*Task*. Pull out the rows below verbatim, beginning at the line that contains "the blue jeans?" and stopping after the line that contains "[11,286,800,534]".

*Source records*.
○ ○ ○
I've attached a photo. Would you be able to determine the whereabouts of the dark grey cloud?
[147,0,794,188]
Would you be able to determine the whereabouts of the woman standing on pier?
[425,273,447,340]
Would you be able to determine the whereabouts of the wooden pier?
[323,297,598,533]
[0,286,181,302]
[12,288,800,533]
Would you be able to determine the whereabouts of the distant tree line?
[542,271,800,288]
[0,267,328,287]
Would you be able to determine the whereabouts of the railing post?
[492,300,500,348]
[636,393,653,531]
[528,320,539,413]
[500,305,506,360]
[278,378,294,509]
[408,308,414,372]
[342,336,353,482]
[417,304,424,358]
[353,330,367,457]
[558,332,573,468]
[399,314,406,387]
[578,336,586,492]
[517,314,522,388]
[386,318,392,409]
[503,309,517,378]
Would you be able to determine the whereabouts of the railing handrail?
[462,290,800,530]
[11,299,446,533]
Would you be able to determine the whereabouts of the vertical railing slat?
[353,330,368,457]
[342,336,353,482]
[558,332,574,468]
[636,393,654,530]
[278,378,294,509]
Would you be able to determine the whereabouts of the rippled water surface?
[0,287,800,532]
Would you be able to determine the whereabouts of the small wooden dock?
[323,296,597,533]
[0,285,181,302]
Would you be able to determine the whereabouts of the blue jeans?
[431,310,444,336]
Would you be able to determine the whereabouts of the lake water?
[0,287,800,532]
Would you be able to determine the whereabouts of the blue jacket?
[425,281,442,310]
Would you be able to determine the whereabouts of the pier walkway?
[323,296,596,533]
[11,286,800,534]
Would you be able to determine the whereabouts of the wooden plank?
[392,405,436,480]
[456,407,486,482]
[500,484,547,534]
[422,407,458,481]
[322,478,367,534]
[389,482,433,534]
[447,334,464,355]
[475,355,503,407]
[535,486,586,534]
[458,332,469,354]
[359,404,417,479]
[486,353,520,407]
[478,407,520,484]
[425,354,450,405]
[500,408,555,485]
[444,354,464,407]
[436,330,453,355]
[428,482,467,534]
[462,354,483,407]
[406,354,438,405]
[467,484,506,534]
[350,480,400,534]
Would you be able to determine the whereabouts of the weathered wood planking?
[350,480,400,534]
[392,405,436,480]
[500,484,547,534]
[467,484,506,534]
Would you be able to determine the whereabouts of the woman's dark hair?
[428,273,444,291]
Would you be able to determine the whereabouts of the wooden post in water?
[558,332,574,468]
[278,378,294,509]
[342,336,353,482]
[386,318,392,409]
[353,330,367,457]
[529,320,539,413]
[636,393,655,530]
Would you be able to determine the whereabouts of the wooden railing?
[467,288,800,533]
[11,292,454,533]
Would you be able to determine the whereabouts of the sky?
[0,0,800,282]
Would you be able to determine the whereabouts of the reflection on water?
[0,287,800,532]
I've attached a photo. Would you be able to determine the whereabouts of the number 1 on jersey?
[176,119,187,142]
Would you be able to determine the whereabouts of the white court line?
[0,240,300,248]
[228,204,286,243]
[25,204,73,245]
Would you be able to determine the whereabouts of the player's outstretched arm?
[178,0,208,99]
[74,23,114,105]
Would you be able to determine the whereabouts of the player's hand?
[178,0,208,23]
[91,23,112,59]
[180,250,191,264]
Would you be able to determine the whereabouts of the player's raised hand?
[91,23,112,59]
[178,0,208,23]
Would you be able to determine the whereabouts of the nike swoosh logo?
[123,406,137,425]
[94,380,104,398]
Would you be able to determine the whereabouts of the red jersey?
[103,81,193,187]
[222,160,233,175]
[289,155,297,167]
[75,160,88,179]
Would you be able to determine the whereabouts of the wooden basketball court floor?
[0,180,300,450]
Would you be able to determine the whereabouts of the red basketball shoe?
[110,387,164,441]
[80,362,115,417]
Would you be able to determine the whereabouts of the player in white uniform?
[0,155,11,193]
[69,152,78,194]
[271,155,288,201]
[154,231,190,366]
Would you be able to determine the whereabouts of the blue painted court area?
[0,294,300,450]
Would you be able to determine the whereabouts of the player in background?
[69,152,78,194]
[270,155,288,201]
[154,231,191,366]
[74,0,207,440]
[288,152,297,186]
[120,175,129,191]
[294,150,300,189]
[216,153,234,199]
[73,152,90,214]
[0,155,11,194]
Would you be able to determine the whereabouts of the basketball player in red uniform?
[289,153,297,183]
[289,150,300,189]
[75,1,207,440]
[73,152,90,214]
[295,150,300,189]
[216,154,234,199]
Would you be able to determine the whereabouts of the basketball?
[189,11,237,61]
○ ○ ○
*Written solution*.
Would you be able to determine the whereabouts of the blue jeans?
[431,310,444,336]
Would you be able to determine the whereabouts of the lake water?
[0,287,800,532]
Would you be able to determine the whereabouts of the blue jacket?
[425,281,442,310]
Would you be able to determine the whereabouts of the pier walkway?
[323,296,596,533]
[11,286,800,534]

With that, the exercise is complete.